• Reading passage

○ ○ ○ ○

Data collected from UAVs normally requires similar steps in pre-processing with a major extra task, the task lies in mosaicking hundreds of acquired images in order to produce one Orthomosaic image, which contains all needed information about the geographical features that will be used for analysis and modeling. All raw remote sensing imagery has varying amounts of geometric distortion this distortion can be systematic or non-systematic, where the prime reason of the distortion is representing the spherical shape of the earth into a flat image, in addition to the position and direction status of the sensor at the time and date of the acquisition of the imagery. In most UAVs imagery, the geometric distortion is resolved by the mosaicking process via the positioning system installed in the drones. The mentioned steps are the main and basic steps where some other steps can be included or excluded for the image classification according to the case study.

2.2 Image classification techniques

Classification of images is considered as one of the main purposes of remote sensing data, which provide solutions for analysing and modeling geographical features and phenomena. Object-based classification was first developed in the 1970s (De Kok et al. 1999), whereas at the same time pixel-based which also called spectral based was already in use for terrain mapping of multispectral images. The mechanism of all pixel-based algorithms is the same, it measures how much spectral reflectance is represented in each pixel in the image, and these measurements are dealt with to find meaningful numbers to establish the classification (Addink et al. 2012). In this respect, each pixel’s class is decided by the digital value in the image data, where the derived spectral statistics of all pixels at this point are used to classify the image through unsupervised or supervised classification algorithms. The significant step in image classification is collecting the different pixel values from the different participated bands in the image which produce meaningful information when combined together, however, in this research only three bands RGB in the image which make it harder to classify. Classification approach based on objects rather than pixels was evolved because of the advancement in technology; mainly the sensors capabilities to catch higher resolution than ever before with more details of earth surface, this approach focuses on imagery with highest quality and resolutions in remote sensing data. Since the beginning of using the new approach and being verified in different researches by several scientists, it becomes a study topic to compare between object and pixel-based classification techniques in several contexts, for example according to the quality of the results in regards to how accurate the classes or how long it takes to obtain the results itself (Oruc et al. 2004). Most of these comparison studies had found that object-based classification produced better results and more accurate classes when classifying VHR imagery than any algorithms of pixel-based (Yu et al. 2006). Also, some studies states that object-based classification has more advantages for applications related to detecting change in high resolution imagery, and OBIA has been successfully produced accurate results in such fields while processing UAVs imagery (Rango et al. 2008 and 2009).

○ ○ ○ ○

• Information supplied
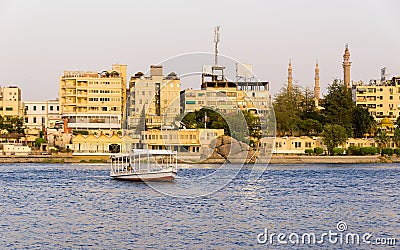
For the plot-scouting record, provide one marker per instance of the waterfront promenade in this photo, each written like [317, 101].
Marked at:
[276, 159]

○ ○ ○ ○

• Task instructions
1. In the passage on UAV image classification, in what decade was object-based classification first developed?
2. For each statement, say whether the passage on UAV image classification agrees with it, and quote the deciding words:
(a) Pixel-based classification is also called spectral based.
(b) The research described uses many spectral bands beyond RGB.
(c) In most UAV imagery, geometric distortion is resolved by the mosaicking process.
3. Extend the passage on UAV image classification, beginning right after its final sentence.

• Responses by task
1. In the 1970s.

2.
(a) Yes: "pixel-based which also called spectral based"
(b) No: "in this research only three bands RGB in the image which make it harder to classify"
(c) Yes: "In most UAVs imagery, the geometric distortion is resolved by the mosaicking process via the positioning system installed in the drones."

3.
2.2.1 Supervised and unsupervised methods

Image classification in remote sensing usually done by one of two main methods; supervised or unsupervised classification. For both methods of the classification techniques there are different algorithms types of processing the image, the algorithm responsibility is increasing the possibility to identify the classes correctly and raise the accuracy results. Unsupervised algorithms are recommended to use when no enough knowledge about the features or ground truth data are not available for the study area. The unsupervised classification is often used to provide general outlook of participated classes in the study area, where supervised one is used to produce specific classes for all features existed in the image. The prime difference between the two methods is fundamental, in unsupervised classification; first stage is identifying the spectral classes, which consequently will be the source to determine the information classes. The supervised classification is totally the opposite procedure where information classes are identified first by training areas to produce the spectral classes.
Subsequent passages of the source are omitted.